◆ **What to work on**: Find the line in the entries below that contains "Query: monument sign". Repeat it exactly, and every line after it through the line that contains "Query: strip mall building".
:: The data
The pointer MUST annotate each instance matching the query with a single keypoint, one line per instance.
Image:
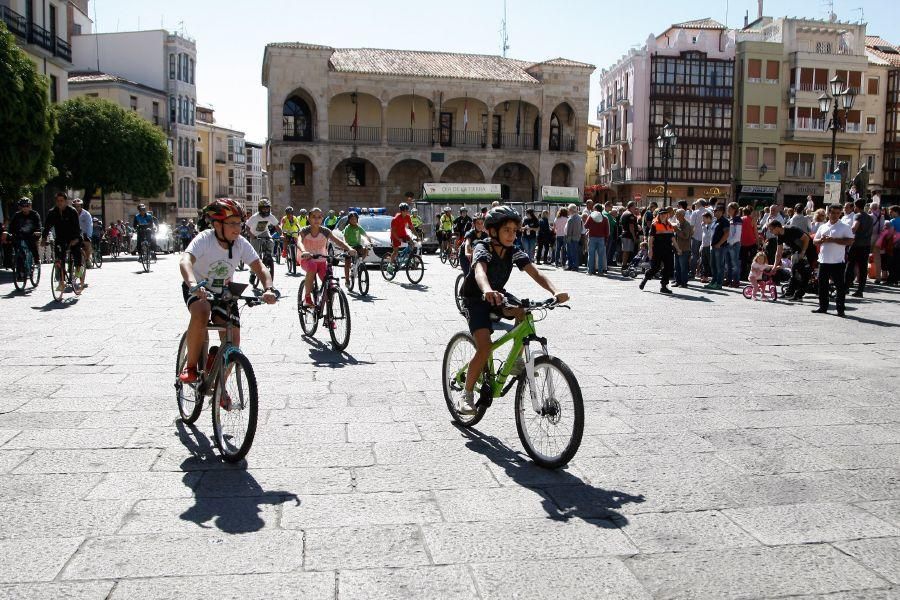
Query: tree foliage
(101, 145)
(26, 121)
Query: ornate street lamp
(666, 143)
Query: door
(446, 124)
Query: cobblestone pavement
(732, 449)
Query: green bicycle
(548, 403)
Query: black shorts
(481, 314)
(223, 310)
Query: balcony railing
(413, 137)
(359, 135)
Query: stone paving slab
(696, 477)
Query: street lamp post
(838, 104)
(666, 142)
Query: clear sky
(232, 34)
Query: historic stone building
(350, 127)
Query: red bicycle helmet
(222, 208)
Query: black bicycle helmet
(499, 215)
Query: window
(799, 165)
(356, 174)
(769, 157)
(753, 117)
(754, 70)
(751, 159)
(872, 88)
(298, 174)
::::
:: The data
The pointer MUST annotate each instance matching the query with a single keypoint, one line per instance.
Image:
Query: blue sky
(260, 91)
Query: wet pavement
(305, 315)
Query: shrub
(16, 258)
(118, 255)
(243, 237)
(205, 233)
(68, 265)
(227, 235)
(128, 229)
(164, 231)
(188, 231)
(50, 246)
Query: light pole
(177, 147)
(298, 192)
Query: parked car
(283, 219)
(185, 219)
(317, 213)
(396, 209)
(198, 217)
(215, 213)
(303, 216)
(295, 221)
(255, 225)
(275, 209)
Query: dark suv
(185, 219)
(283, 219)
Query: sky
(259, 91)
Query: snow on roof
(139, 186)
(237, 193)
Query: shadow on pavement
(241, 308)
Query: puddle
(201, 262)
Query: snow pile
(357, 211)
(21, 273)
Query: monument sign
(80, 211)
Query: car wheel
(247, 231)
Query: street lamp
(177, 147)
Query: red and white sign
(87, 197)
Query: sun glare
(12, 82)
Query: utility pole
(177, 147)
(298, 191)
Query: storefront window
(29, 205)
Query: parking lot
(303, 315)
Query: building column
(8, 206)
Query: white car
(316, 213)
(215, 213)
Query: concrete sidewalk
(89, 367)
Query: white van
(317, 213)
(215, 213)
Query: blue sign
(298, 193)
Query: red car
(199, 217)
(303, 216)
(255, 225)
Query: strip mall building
::::
◆ **Finished exercise**:
Query: monument sign
(80, 211)
Query: car wheel
(247, 231)
Query: street lamp
(177, 147)
Query: red and white sign
(87, 197)
Query: sun glare
(12, 82)
Query: utility pole
(177, 147)
(298, 191)
Query: storefront window
(29, 205)
Query: parking lot
(303, 315)
Query: building column
(8, 206)
Query: white car
(316, 213)
(215, 213)
Query: concrete sidewalk
(89, 367)
Query: white van
(317, 213)
(215, 213)
Query: blue sign
(298, 193)
Query: red car
(199, 217)
(303, 216)
(255, 225)
Query: strip mall building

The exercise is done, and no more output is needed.